Write out, word for word, only the lines from the one containing "Note to the class: point to the t-shirt" through the final line of the data.

━━━━━━━━━━━━━━━━━━━━━━━━━━━━━━

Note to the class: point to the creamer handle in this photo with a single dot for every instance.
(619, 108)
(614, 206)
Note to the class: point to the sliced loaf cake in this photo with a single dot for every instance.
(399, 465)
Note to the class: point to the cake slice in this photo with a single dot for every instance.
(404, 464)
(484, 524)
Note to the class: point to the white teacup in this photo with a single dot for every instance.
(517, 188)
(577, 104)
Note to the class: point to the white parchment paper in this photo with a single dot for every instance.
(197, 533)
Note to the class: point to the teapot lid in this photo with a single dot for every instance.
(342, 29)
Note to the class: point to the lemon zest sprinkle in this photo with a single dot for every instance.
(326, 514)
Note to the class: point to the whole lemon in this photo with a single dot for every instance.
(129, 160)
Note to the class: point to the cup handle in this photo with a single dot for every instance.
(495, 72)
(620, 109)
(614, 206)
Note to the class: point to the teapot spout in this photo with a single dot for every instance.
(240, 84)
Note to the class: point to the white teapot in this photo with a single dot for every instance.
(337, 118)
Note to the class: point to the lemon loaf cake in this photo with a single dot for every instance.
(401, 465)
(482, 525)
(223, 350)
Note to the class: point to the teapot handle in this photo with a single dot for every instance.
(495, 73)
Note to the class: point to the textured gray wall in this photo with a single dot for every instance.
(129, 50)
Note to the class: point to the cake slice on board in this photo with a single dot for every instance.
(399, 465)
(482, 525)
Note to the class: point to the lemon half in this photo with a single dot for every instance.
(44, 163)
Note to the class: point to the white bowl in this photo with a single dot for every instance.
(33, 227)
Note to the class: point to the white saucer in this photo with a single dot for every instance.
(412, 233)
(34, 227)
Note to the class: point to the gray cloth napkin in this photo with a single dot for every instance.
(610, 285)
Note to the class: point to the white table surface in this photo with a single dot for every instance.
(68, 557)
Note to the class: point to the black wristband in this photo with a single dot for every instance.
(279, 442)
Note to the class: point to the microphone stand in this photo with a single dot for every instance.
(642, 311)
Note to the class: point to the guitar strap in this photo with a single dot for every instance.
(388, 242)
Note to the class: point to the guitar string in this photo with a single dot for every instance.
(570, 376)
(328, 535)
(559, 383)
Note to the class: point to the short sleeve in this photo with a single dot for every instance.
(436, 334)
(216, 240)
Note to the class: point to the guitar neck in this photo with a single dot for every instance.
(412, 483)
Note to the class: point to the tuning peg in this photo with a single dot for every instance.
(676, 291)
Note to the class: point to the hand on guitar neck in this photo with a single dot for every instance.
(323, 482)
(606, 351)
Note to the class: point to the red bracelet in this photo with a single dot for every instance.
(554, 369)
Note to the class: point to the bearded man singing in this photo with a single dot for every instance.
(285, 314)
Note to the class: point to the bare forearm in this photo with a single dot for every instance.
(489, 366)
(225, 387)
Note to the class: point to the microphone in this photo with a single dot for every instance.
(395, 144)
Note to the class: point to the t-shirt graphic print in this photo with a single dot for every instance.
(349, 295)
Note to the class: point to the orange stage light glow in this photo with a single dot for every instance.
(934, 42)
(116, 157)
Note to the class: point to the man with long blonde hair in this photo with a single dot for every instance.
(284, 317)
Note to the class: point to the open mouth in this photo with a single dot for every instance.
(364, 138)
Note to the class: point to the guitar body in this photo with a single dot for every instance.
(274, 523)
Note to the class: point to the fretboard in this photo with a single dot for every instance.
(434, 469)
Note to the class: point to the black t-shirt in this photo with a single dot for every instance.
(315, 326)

━━━━━━━━━━━━━━━━━━━━━━━━━━━━━━

Task response:
Note to the class: point to the t-shirt graphic print in this photo with a single dot for every instance.
(349, 295)
Note to the class: point to the orange stage light glow in this photo with a single dot for every instance.
(934, 42)
(116, 157)
Note to the class: point to the man with long blonde hair in this photo with a single dot for every instance.
(284, 317)
Note to the class: point to the open mouth in this photo with a single dot for every instance.
(364, 138)
Note to the class: point to the guitar body in this photo with a single dot for every instance.
(274, 523)
Note to the class: point to the fretboard in this photo with a single dot for every instance.
(434, 469)
Note to the class: point to the black t-shirt in this photo with a single dot for every instance.
(315, 326)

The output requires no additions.